TEXTO DE LA PÁGINA:
:::::

Relato del demorado reencuentro entre dos veteranos policías con viejas cuentas pendientes, Kapag wala nang mga alon es casi un excéntrico remake de Pat Garrett & Billy the Kid (1973), cima oficiosa de lo que se dio en llamar western crepuscular y uno de los títulos más característicos del cine de Sam Peckinpah. En el corazón de los años setenta, las estribaciones del Nuevo Hollywood ya nos hacían sentir esa mezcla de melancolía y celebración cinéfilas, es decir, la conciencia de que siempre miraremos el cine americano clásico en retrospectiva y de que, al mismo tiempo, la mutante articulación de la puesta en escena en el cine mantendrá, también para siempre, un vínculo emocional con él, una cierta continuidad.

Eso es exactamente Kapag wala nang mga alon, un film que nos retrotrae no sólo a nuestra experiencia ante el western y el cine de Peckinpah sino también ante el film noir y las películas igualmente crepusculares de Jean-Pierre Melville, grosso modo coetáneas de las del director de The Wild Bunch. Primo Macabantay y Hermes Papauran, los dos personajes que juegan al gato y el ratón a lo largo del film, comparten actitudes e incluso un cierto rictus con los forajidos de Peckinpah y con los lacónicos sicarios de Melville. Pero también nos recuerdan a otros personajes: Papauran, silencioso y aquejado de una severa psoriasis que le confiere un aspecto semimonstruoso, podría ser una variación del taciturno asesino a sueldo de The American (Anton Corbijn, 2010); y Macabantay, más extravagante, epicúreo y revoltoso, se asemeja remotamente al atormentado policía politoxicómano de Bad Lieutenant (Abel Ferrara, 1992).

:::::

REGISTROS:
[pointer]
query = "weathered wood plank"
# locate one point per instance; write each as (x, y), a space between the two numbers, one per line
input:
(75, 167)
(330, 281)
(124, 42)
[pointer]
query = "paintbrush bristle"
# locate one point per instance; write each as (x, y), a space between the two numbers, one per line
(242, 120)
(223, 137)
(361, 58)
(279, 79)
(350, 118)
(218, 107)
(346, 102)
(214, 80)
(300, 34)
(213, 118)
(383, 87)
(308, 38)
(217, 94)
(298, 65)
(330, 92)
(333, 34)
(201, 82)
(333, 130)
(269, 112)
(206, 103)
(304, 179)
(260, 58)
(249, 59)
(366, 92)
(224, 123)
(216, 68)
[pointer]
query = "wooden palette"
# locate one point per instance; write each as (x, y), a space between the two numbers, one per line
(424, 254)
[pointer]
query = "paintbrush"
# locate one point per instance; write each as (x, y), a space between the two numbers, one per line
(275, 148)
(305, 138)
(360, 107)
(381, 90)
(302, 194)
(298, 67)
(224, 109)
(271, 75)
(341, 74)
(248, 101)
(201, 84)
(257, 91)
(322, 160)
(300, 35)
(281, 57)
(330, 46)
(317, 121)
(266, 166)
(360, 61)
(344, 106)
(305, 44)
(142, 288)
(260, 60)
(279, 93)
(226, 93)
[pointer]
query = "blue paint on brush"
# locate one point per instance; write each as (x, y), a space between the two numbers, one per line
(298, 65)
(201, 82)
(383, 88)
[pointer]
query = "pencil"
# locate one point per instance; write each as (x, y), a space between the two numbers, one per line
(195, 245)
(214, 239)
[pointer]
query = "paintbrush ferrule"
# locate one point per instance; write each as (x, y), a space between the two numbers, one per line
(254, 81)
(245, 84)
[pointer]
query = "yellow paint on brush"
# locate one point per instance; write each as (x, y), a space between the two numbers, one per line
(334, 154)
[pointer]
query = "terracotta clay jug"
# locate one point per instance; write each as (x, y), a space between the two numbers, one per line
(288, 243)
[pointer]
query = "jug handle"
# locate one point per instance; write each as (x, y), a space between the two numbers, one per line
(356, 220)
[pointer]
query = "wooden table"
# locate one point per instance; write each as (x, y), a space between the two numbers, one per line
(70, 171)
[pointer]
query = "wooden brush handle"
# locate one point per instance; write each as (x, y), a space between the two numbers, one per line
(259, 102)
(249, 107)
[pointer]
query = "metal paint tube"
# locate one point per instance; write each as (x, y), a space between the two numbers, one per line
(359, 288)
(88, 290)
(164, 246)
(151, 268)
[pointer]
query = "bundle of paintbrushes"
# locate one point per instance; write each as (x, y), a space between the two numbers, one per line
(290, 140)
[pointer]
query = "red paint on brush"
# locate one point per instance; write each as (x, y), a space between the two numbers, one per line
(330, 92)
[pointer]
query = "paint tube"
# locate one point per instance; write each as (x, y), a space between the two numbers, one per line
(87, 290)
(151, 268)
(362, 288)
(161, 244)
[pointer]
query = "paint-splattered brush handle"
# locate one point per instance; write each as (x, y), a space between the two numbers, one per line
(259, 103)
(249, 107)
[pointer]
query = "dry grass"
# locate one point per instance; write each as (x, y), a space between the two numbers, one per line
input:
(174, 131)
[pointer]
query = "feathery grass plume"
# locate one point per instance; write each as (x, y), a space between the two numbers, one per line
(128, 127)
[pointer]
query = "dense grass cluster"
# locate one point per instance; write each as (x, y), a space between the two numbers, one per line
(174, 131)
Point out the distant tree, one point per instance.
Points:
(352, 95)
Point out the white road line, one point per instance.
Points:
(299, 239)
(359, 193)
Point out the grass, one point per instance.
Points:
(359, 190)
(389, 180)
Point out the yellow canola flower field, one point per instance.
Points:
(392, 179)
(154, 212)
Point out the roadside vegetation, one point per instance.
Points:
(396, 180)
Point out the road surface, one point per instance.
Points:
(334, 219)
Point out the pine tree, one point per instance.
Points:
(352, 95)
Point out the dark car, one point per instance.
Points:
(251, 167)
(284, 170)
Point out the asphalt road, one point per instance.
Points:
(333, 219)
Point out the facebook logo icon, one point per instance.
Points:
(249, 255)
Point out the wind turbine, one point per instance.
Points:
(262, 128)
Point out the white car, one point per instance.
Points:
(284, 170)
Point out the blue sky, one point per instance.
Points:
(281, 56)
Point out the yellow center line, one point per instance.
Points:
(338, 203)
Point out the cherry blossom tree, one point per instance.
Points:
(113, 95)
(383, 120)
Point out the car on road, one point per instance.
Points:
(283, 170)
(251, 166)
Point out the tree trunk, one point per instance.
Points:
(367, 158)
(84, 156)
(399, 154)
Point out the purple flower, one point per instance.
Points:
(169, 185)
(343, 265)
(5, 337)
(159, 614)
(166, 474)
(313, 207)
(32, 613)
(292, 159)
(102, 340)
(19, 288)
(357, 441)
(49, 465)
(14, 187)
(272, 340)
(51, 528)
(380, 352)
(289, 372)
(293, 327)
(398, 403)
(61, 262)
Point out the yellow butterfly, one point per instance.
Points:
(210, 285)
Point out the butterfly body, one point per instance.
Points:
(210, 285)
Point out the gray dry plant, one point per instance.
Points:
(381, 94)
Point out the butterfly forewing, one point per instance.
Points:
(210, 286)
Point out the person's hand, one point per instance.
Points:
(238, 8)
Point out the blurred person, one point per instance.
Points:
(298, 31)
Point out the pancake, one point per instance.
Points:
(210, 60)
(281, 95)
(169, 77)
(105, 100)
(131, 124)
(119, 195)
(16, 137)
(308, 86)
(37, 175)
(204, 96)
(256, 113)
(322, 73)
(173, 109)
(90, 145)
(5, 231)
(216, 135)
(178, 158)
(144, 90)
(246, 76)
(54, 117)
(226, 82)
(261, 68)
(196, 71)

:::::

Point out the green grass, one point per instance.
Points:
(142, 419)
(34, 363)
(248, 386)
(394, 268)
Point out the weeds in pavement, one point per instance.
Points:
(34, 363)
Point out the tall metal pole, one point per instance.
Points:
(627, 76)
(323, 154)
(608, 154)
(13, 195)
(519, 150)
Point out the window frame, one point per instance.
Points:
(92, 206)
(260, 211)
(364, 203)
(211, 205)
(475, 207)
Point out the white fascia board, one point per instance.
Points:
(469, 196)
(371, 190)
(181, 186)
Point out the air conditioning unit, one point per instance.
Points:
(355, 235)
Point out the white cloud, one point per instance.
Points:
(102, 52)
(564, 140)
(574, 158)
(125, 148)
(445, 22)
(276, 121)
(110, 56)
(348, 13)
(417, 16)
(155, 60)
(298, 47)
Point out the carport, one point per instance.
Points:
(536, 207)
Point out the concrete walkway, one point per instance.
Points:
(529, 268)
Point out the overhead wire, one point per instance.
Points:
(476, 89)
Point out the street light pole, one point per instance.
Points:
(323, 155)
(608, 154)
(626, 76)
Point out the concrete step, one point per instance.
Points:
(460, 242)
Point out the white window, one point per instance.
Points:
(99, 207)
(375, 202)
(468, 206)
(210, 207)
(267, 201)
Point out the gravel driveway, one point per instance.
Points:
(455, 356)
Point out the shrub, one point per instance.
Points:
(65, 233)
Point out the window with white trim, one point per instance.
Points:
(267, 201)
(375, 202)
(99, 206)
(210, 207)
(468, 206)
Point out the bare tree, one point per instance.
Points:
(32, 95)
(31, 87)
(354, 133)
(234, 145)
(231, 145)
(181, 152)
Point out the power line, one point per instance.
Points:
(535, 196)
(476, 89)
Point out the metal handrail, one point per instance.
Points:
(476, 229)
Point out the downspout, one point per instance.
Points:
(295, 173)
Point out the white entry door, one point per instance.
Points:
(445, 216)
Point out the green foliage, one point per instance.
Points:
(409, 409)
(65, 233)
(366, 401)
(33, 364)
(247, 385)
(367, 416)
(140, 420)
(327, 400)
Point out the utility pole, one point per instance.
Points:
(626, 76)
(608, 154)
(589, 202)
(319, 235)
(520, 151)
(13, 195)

:::::

EJERCICIOS:
1. ¿Qué enfermedad padece Hermes Papauran según el texto sobre Kapag wala nang mga alon?
2. Escribe el párrafo que sigue al texto sobre Kapag wala nang mga alon, empezando después de su última oración.

SOLUCIONES:
1. Una severa psoriasis.

2.
Peckinpah, Melville, Ferrara, Corbijn: el pistolero apesadumbrado se ha convertido en una figura con la que nos vamos reencontrando a través de diferentes episodios y variaciones del cine moderno a partir del Nuevo Hollywood; o más bien desde antes, como mínimo desde el Ethan Edwards de The Searchers (1958) u otros personajes del cine de John Ford que probablemente sentaron las bases del western crepuscular ulterior. Una figura que ahora puebla con aire espectral las imágenes de Diaz, tan reposadas y estáticas, cuadros audiovisuales compuestos por un cineasta de nuestro tiempo que, como Albert Serra o Tsai Ming-liang, conjuga una obra singular que violenta los márgenes del cine en más de un sentido.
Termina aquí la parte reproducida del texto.